**TEXTABSCHNITT:**
==================================================

Sagrada Familia wird wegen Corona nicht fertig
Berühmte Dauerbaustelle steht still
Die Sagrada Familia in Barcelona wird wegen der Corona-Pandemie wohl noch länger als geplant unvollendet bleiben. Eigentlich hätte sie zum 100. Todestag des Architekten Antonio Gaudi 2026 fertig werden sollen.
Barcelonas freier Fall vom "Übertourismus" in eine Ödnis des Fremdenverkehrs hat nicht nur Handel und Gastgewerbe in Schieflage gebracht. Durch die Corona-Krise und Spaniens anhaltenden Status als Risikogebiet bleiben Flugreisende ebenso wie die großen Kreuzfahrtteilnehmer aus. Das trifft auch die Sagrada Familia hart, die "Sühnekirche" des Architekten Antonio Gaudi (1852-1926), dessen Vermächtnis seither der Fortbau des Monumentalbaus ist. Die Planung sah ursprünglich vor, das ambitionierte Jahrhundertwerk pünktlich zu Gaudis 100. Todestag im Jahr 2026 zu vollenden. Doch wird diese Ehrerbietung an den überschwänglich "Architekt Gottes" Genannten nach den neuesten Entwicklungen nicht glücken.
Seit Monaten stehen auf einer der berühmtesten Dauerbaustelle der Welt die Räder still. Laut dem Beauftragten der Baukommission, Esteve Camps, ist die Wiederaufnahme der Arbeiten für Ende September oder Anfang Oktober angesetzt.

==================================================

**BEREITGESTELLTE DATENSÄTZE:**
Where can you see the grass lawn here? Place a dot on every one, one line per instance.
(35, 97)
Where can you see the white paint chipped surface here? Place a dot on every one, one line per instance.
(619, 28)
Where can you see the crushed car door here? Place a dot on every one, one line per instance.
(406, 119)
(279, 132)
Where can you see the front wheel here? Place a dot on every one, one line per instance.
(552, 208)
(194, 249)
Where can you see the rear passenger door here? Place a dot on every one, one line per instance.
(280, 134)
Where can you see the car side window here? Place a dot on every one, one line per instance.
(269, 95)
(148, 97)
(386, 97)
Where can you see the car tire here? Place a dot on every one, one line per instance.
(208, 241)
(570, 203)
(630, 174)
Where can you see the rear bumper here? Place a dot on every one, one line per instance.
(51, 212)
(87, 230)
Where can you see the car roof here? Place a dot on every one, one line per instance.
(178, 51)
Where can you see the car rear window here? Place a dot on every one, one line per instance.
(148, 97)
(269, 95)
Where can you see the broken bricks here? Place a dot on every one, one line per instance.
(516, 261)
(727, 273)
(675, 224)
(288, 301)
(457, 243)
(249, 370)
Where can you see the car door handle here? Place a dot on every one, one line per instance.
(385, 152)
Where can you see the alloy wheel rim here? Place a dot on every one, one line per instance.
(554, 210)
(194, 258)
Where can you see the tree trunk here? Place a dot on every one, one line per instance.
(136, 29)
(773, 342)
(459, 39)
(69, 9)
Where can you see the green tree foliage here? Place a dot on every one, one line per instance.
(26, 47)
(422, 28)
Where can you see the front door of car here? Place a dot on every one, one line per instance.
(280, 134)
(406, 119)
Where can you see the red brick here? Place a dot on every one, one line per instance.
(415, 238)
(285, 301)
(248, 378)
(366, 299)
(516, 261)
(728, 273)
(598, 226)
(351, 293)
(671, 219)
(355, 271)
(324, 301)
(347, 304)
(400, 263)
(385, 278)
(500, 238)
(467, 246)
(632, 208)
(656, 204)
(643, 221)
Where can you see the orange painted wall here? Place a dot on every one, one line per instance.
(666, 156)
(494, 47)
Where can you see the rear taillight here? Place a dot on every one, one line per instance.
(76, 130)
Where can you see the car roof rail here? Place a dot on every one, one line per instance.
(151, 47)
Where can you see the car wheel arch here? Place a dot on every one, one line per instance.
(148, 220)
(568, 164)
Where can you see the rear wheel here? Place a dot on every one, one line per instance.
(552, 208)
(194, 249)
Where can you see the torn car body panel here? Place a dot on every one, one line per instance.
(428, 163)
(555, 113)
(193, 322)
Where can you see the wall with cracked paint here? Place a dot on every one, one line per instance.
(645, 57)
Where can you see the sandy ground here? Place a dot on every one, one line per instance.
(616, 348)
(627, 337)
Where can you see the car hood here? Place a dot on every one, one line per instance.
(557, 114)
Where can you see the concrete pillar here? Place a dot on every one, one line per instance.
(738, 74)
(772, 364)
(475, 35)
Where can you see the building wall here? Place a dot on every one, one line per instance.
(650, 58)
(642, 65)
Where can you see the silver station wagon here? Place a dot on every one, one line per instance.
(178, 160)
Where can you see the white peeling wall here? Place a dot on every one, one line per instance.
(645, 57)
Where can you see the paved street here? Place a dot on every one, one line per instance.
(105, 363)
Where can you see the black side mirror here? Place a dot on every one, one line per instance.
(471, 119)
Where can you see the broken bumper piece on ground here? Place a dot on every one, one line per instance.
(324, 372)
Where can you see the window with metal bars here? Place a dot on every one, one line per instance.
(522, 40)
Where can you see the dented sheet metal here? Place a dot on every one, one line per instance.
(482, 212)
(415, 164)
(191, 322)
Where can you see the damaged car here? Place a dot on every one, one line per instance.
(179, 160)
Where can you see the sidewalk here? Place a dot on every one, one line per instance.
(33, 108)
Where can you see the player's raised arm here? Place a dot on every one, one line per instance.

==================================================

**AUFGABE 1:**
Zu welchem Anlass sollte die Sagrada Familia laut dem Artikel über den Baustopp ursprünglich fertig werden?
**AUFGABE 2:**
Gib im Artikel über die Sagrada Familia den Abschnitt von „Sagrada Familia wird“ bis „fertig werden sollen.“ erneut wieder und ersetze dabei „Corona-Pandemie“ durch „Covid-19-Pandemie“.
**AUFGABE 3:**
Schreibe den Artikel über den Baustopp an der Sagrada Familia nach seinem letzten Satz weiter.
Die Datensätze stehen in keinem Zusammenhang mit dem Artikel.

**ENDGÜLTIGE ANTWORT 1:**
Zum 100. Todestag des Architekten Antonio Gaudi im Jahr 2026.

**ENDGÜLTIGE ANTWORT 2:**
Sagrada Familia wird wegen Corona nicht fertig
Berühmte Dauerbaustelle steht still
Die Sagrada Familia in Barcelona wird wegen der Covid-19-Pandemie wohl noch länger als geplant unvollendet bleiben. Eigentlich hätte sie zum 100. Todestag des Architekten Antonio Gaudi 2026 fertig werden sollen.

**ENDGÜLTIGE ANTWORT 3:**
Kopfzerbrechen bereiten den Verantwortlichen die eingebrochenen Finanzquellen, von denen der Baufortgang abhängt. Die beiden Säulen sind Spenden und vor allem die Eintrittsgelder für den Besuch der Heiligen Hallen. Hier ist es durch die Pandemie zu einem gravierenden Einbruch gekommen, nicht nur wegen Spaniens monatelangem Lockdown ab März.
Passierten im Juli des Vorjahres im Schnitt 15.600 Besucher pro Tag die Tore der Basilika, so waren es nach der Wiedereröffnung der Sagrada Familia in diesem Juli nur noch rund 2000. Im August und September hat sich das Bild nicht wesentlich verändert; nicht ein einziges Mal sind die Besucherzahlen laut Camps im Laufe des Feriensommers über die 3000er-Marke gegangen.
Der Wegfall des internationalen Zustroms ist dabei eine Sache, der signifikant erhöhte Eintrittspreis eine andere. Japaner und US-Amerikaner - die zurzeit ausbleiben - mögen 26 Euro gemeinhin bereitwillig zahlen. Für manch spanischen Inlandstouristen hat der stolze Preis aber einen Abschreckungseffekt.
Besserung beim Zulauf ist nicht in Sicht; die Zahlen dürften im Herbst eher weiter sinken. Ab November, so Camps, sollen über eine Werbeoffensive mehr Leute in aller Welt zu Spenden aufgerufen werden. Auf der mehrsprachigen Website der Sagrada Familia ist standardmäßig eine Spendenfunktion eingerichtet - und wer weiß: Vielleicht zeigen auch die derzeit bis Sonntag laufenden kostenlosen "Tage der Offenen Tür" einen Effekt, um das lokale Publikum zu Spenden zu animieren; 3000 Besucher waren zum Nulltarif zugelassen worden.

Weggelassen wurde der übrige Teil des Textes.